Arrange every line of the listing below as a numbered list, leaving out any blank lines.

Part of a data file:
[Start]
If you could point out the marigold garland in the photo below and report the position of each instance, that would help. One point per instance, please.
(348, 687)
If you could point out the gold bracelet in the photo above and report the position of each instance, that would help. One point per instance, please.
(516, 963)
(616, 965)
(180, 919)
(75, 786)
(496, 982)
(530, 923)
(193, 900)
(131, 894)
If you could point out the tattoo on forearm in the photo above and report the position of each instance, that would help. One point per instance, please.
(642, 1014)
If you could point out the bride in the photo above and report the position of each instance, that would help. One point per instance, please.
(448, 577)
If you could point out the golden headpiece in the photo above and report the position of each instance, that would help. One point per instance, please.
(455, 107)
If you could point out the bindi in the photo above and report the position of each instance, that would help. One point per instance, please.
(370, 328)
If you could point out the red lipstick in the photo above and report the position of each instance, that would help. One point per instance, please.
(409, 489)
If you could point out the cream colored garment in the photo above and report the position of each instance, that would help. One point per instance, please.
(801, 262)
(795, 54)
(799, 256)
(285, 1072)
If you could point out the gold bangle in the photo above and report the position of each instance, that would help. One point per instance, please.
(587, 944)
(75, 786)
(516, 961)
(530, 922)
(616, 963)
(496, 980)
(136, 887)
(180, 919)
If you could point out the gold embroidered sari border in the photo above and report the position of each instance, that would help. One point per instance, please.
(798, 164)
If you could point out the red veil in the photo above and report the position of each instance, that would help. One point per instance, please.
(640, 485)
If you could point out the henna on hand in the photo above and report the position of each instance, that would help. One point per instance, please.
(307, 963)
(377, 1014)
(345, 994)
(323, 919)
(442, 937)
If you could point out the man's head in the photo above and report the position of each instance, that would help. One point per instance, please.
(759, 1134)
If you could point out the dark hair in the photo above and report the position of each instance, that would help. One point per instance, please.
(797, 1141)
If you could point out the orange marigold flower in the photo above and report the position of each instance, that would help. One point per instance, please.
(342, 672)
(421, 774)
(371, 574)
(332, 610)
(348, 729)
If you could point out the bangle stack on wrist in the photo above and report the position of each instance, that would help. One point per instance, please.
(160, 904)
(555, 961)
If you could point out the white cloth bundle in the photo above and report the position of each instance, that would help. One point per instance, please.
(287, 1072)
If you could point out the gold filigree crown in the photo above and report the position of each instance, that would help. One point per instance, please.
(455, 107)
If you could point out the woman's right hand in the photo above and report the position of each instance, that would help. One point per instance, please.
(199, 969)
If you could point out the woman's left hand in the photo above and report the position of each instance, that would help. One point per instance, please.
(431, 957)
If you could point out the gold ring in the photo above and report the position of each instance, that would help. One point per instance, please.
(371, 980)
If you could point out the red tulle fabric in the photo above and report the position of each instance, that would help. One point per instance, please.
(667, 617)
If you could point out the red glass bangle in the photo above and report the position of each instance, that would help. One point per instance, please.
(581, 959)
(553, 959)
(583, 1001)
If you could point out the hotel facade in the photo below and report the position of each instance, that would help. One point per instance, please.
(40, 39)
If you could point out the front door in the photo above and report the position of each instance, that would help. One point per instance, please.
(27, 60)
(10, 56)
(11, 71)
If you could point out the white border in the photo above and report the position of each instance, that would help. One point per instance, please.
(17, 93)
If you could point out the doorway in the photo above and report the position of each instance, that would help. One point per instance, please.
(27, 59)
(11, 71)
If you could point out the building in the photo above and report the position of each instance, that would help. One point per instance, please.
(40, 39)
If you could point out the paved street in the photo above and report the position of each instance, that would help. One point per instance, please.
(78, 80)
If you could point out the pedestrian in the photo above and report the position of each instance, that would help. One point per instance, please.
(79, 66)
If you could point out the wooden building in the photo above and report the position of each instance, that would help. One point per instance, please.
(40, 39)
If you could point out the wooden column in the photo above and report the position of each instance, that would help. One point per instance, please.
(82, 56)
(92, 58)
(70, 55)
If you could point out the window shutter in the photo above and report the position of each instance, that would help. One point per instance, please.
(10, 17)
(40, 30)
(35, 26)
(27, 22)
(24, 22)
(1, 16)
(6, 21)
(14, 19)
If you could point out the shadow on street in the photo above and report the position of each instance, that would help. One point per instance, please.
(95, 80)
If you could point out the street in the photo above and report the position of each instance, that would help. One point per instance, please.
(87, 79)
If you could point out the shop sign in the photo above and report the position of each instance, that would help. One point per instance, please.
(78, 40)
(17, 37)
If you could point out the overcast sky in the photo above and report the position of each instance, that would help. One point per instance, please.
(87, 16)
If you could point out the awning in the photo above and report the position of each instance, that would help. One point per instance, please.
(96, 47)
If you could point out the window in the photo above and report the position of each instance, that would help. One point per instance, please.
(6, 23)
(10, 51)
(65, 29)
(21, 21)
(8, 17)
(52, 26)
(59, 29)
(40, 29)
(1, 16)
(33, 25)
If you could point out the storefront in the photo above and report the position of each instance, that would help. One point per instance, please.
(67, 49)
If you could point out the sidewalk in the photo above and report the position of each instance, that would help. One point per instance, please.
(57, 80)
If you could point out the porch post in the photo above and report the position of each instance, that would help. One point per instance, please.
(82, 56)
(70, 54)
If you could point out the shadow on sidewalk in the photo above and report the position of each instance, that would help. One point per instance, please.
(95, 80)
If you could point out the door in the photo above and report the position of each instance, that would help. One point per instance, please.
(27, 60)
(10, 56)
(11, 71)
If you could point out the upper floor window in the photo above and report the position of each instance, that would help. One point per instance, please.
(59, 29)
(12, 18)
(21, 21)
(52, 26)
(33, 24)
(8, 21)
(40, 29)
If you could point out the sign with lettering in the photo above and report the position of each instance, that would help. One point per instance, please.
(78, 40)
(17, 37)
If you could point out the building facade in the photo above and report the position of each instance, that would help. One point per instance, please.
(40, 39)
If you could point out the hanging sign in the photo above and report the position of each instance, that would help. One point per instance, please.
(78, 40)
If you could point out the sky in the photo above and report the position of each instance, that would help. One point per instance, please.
[End]
## Final result
1. If you could point out the marigold garland in the photo below and report the position of each instance, that would help. One point per instance, please.
2. (348, 687)
3. If you could point out the gold bracelet in the photo above and report the position of each instance, that would help. One point per instance, please.
4. (516, 963)
5. (616, 965)
6. (180, 919)
7. (75, 786)
8. (496, 982)
9. (530, 923)
10. (193, 900)
11. (131, 894)
12. If you could point out the tattoo on forearm in the photo above and report the position of each instance, that would help. One point per instance, please.
13. (642, 1014)
14. If you could point out the bride in the photo above and report the position of each instance, that would help. One point per instance, please.
15. (448, 577)
16. If you could point out the golden headpiece in the photo above and report the position of each instance, that would help. One point per instance, please.
17. (455, 107)
18. If you could point out the bindi in the photo above and report the position of each instance, that would help. One point per instance, please.
19. (370, 328)
20. If you could point out the red lipstick in the photo above and report the position of each instance, that would help. One point per instance, please.
21. (409, 489)
22. If you could point out the cream colored garment in the photo above and report the position of each instance, that would help. One point per instance, please.
23. (801, 262)
24. (795, 54)
25. (799, 256)
26. (285, 1072)
27. If you could point out the gold bangle in the photo above and report the position of each instance, that would help. One point per instance, please.
28. (587, 944)
29. (75, 786)
30. (516, 961)
31. (530, 922)
32. (616, 963)
33. (496, 980)
34. (136, 887)
35. (180, 919)
36. If you could point out the gold embroidered sari border in the photo above and report the position of each instance, that would help. One point per instance, please.
37. (798, 164)
38. If you could point out the red veil in the photo above and report the position of each instance, that would help. One point per instance, please.
39. (640, 485)
40. If you could point out the henna on hand in the photo above and report the position of each instance, that would help. One point per instance, please.
41. (307, 963)
42. (377, 1014)
43. (345, 994)
44. (323, 919)
45. (442, 937)
46. If you could point out the man's head in the photo above and report the position of each instance, that would help. One point per instance, please.
47. (759, 1134)
48. If you could point out the dark hair in the photo above and report the position of each instance, that would help. One point per instance, please.
49. (797, 1141)
50. If you could point out the orange marigold flower in the photo above and report the position of each instance, that would help. One point per instance, please.
51. (342, 672)
52. (421, 774)
53. (371, 574)
54. (332, 610)
55. (348, 729)
56. If you could point out the bangle stack on wrist in the photo above and report the position of each instance, that would help. One point per instance, please.
57. (160, 904)
58. (555, 961)
59. If you could point out the white cloth bundle in the photo above and report the position of each instance, that would help. One point per instance, please.
60. (287, 1072)
61. If you could point out the gold filigree crown in the photo above and report the position of each instance, that would help. One point per instance, please.
62. (455, 107)
63. If you could point out the woman's right hand in the photo above and report the position of each instance, that would help. One point per instance, please.
64. (199, 969)
65. If you could point out the woman's left hand in the photo above and report the position of each instance, that would help. One point per instance, please.
66. (431, 957)
67. If you could point out the gold ring in the photo above and report the position of each instance, that would help. One point per instance, please.
68. (371, 980)
69. If you could point out the red tulle fabric in the photo above and report the position of each instance, that would help. One point per instance, please.
70. (667, 617)
71. If you could point out the red glass bangle in the photo above and report the position of each instance, that would help. One point per instance, please.
72. (581, 959)
73. (553, 959)
74. (583, 1001)
75. If you could point out the hotel facade in the photo below and report the position of each instance, that would help. One point per instance, please.
76. (40, 39)
77. If you could point out the front door in the photo above and report the position of each instance, that would help. One point per instance, please.
78. (27, 60)
79. (10, 56)
80. (11, 71)
81. If you could point out the white border in the photo above and report the position of each instance, that would help. One point per instance, please.
82. (17, 93)
83. If you could point out the doorway in the photo above and report the position of each instance, that would help. One point per instance, please.
84. (27, 59)
85. (11, 71)
86. If you could point out the building in the photo above and report the position of each instance, that would help. One point per instance, please.
87. (40, 39)
88. If you could point out the paved street in the photo above and report the position of each instance, that would help. One point per instance, please.
89. (78, 80)
90. If you could point out the pedestrian in the photo above and report the position of each instance, that would help. One point per instance, please.
91. (79, 66)
92. If you could point out the wooden building in the photo above and report the position of each instance, that would help. One point per instance, please.
93. (40, 39)
94. If you could point out the wooden column in the photo above and report the position of each instance, that would help. One point per instance, please.
95. (82, 56)
96. (92, 58)
97. (70, 55)
98. If you could point out the window shutter in the photo above and report the position of each instance, that would help. One point per instance, please.
99. (10, 17)
100. (40, 30)
101. (35, 26)
102. (27, 22)
103. (24, 22)
104. (1, 16)
105. (6, 21)
106. (14, 19)
107. If you could point out the shadow on street in the photo above and report the position of each instance, that would help. One point per instance, please.
108. (95, 80)
109. If you could point out the street in the photo above and report the position of each instance, that would help. One point per instance, please.
110. (87, 79)
111. If you could point out the shop sign in the photo above and report the position of each instance, that would help. One point per instance, please.
112. (78, 40)
113. (17, 37)
114. If you could point out the overcast sky in the photo above and report the position of each instance, that would help. One point per instance, please.
115. (87, 16)
116. If you could point out the awning in the photo above and report the position of each instance, that would help. One point per instance, please.
117. (96, 47)
118. If you could point out the window in the photo above and report the position of each instance, that would help. One point per instance, please.
119. (6, 23)
120. (10, 51)
121. (65, 29)
122. (21, 21)
123. (8, 17)
124. (52, 26)
125. (59, 29)
126. (40, 29)
127. (1, 16)
128. (33, 25)
129. If you could point out the storefront in the photo above and report the position of each instance, that would help. One point per instance, please.
130. (67, 49)
131. If you could point out the sidewalk in the photo above and report the position of each instance, that would help. One point per instance, please.
132. (57, 80)
133. If you could point out the porch post in the photo above and report the position of each instance, that would help. One point per instance, please.
134. (82, 56)
135. (70, 54)
136. If you could point out the shadow on sidewalk in the photo above and report the position of each instance, that would help. One point per instance, please.
137. (95, 80)
138. If you could point out the door in the photo above and report the position of each instance, that would help. One point per instance, please.
139. (27, 60)
140. (10, 56)
141. (11, 71)
142. If you could point out the upper floor window in the photo above and report the position of each instance, that would help. One point per instance, please.
143. (59, 29)
144. (12, 18)
145. (21, 21)
146. (52, 26)
147. (33, 24)
148. (8, 21)
149. (40, 29)
150. If you could point out the sign with lettering in the photo above and report the position of each instance, that would help. One point per instance, please.
151. (78, 40)
152. (17, 37)
153. If you could point out the building facade in the photo above and report the position of each instance, that would help. One point per instance, please.
154. (40, 39)
155. If you could point out the hanging sign in the photo above and report the position of each instance, that would help. One point per instance, please.
156. (78, 40)
157. If you could point out the sky in the photo above and report the position of each instance, that would help. One point per instance, please.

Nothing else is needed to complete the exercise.